(Alıntı metin)
Header Ads

Adamı Katil Eden Yeni Medya

- HAMZA AKTAN -
Başbakan Erdoğan, geçen Haziran ayında bazı internet haber sitelerinin yöneticileriyle yaptığı görüşmede haber sitelerindeki okur yorumlarının kendisinde nasıl bir tepkiye yol açtığını şöyle anlatmıştı: “Geçen gün arkadaşlar bazı internet sitelerinden çıkışları getirdiler. Hakaret bile diyemem. Öyle küfürler vardı ki, bunlar insanı katil bile yapar. Ama bunlar yenilir, yutulur, tahammül edilir şeyler değil.”

‘Yeni medya’ olarak tabir edilen internet dünyasının -Erdoğan’ı da kaygılandırdığı üzere- giderek daha fazla ciddiye alınması, üzerinde durulması ve ‘insanı katil bile yapan’ kötücül özelliklerinden arındırılması gerekiyor gerçekten. Ülkenin başbakanı ve cumhurbaşkanının (Gül de bir internet sitesinde kendisine hakaret edildiği iddiasıyla bir okuru mahkemeye vermişti) bu konuda kendilerini mağdur hissetmeleri eğer Youtube örneğinde olduğu gibi toptan kapatılma yöntemlerine başvurulmayacaksa, veya Gül örneğinde olduğu gibi haber sitelerine yönelik davalara dönüşmeyecekse şans kabul edebileceğimiz durumlar. Ancak yine de ne hükümetin ne de cumhurbaşkanının bu konuda yapıcı bir çözüm arayışında olduklarını gösteren işaretler yok henüz.

Nokta işaretleme verilerinden alıntılar:
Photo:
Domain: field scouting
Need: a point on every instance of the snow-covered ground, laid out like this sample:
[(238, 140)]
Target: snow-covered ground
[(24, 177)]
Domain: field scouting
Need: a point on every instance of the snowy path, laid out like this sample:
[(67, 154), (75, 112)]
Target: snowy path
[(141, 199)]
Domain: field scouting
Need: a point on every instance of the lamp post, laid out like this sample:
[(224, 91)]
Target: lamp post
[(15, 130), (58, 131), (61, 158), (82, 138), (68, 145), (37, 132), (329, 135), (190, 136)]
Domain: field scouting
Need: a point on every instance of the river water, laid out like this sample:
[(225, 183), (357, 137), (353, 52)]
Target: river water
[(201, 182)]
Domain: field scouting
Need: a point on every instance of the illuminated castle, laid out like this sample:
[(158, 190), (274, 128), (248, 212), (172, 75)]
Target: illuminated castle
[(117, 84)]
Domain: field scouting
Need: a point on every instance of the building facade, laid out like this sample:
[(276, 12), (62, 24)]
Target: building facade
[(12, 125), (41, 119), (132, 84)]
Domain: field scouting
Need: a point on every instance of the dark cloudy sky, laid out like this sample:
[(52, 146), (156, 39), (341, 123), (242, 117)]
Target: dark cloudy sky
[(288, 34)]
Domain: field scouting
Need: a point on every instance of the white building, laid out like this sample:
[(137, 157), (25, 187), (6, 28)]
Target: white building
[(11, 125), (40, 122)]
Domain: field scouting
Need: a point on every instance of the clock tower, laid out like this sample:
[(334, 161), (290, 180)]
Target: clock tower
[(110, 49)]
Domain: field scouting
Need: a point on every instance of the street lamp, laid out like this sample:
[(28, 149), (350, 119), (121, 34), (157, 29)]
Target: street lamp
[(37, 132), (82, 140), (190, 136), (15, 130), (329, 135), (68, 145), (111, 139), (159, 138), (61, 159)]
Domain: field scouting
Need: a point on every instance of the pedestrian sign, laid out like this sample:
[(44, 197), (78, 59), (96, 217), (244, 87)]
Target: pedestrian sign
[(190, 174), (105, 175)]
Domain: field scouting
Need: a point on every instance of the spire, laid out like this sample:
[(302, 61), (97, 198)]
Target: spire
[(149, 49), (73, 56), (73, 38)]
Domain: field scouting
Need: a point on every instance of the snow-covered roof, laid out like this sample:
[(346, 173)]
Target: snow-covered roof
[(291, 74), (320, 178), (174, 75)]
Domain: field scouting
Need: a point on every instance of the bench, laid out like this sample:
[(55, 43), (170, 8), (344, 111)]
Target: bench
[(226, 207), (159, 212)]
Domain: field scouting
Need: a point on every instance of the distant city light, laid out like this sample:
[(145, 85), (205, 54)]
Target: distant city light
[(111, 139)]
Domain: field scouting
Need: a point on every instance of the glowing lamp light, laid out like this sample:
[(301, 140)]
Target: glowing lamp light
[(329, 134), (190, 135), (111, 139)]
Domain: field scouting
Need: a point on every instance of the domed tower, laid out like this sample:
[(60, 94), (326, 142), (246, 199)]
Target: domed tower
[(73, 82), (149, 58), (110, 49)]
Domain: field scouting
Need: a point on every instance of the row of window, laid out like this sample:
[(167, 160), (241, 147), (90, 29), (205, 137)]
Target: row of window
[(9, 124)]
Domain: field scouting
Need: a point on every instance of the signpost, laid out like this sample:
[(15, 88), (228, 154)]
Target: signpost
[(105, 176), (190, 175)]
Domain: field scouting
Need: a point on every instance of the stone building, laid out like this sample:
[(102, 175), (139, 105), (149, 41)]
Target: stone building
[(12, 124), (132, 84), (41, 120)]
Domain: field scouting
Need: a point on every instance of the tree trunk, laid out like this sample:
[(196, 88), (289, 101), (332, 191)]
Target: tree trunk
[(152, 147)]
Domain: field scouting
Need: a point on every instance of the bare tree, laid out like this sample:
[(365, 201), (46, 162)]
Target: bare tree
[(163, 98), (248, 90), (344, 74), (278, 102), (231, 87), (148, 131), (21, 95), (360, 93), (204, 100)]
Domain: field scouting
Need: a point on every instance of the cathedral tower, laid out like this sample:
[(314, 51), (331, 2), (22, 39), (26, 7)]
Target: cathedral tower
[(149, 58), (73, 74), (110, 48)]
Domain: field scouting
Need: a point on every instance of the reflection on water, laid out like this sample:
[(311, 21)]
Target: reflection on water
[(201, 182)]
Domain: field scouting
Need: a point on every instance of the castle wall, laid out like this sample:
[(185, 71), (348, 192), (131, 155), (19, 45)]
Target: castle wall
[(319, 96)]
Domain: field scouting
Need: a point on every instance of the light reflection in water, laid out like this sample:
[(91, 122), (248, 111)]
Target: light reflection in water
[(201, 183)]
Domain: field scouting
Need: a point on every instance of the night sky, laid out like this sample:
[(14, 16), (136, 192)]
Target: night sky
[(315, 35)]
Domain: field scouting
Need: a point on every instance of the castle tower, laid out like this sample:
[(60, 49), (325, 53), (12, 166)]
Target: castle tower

(Alıştırma soruları)
(A) Yeni medya yazısına göre aşağıdaki soruları yanıtlayın:
(i) Erdoğan bu görüşmeyi hangi ayda ve kimlerle yapmıştı?
(ii) Erdoğan'a göre sitelerdeki küfürler insanı neye dönüştürebilirdi?
(iii) Gül bir okuru hangi iddiayla mahkemeye vermişti?
(B) Yeni medya yazısını son cümlesinden sonra sürdürün.

(Alıştırma yanıtları)
(A)
(i) Geçen haziran ayında, bazı internet haber sitelerinin yöneticileriyle.
(ii) Katile; Erdoğan "bunlar insanı katil bile yapar" demişti.
(iii) Bir internet sitesinde kendisine hakaret edildiği iddiasıyla.

(B)
Sekiz akademisyenin internet dünyasının farklı alanlarını inceleyen makalelerinden oluşan ‘Yeni Medyada Nefret Söylemi’ isimli çalışmaları bu konuda yol gösterici olabilecek nitelikteki örneklerden. Ankara Üniversitesi’nde yüksek lisans eğitimini sürdüren Tuğrul Çomu’nun yayına hazırladığı kitap, ‘İnternet Toplum Kültür’ ve ‘Eleştirel Medya Okur Yazarlığı’ gibi benzer alanlarda çalışmalar yapan Prof. Mutlu Binark’ın da bulunduğu, İlden Dirini, Günseli Bayraktutan Sütçü, Burak Doğu, Eser Aygül, Altuğ Akın ve Ayşe Kaymak gibi akademisyenlerin inelemeleriyle internetteki nefret söyleminin geniş bir tasvirini yaptıktan sonra bu sorunun üstesinden gelmenin yollarını arıyor.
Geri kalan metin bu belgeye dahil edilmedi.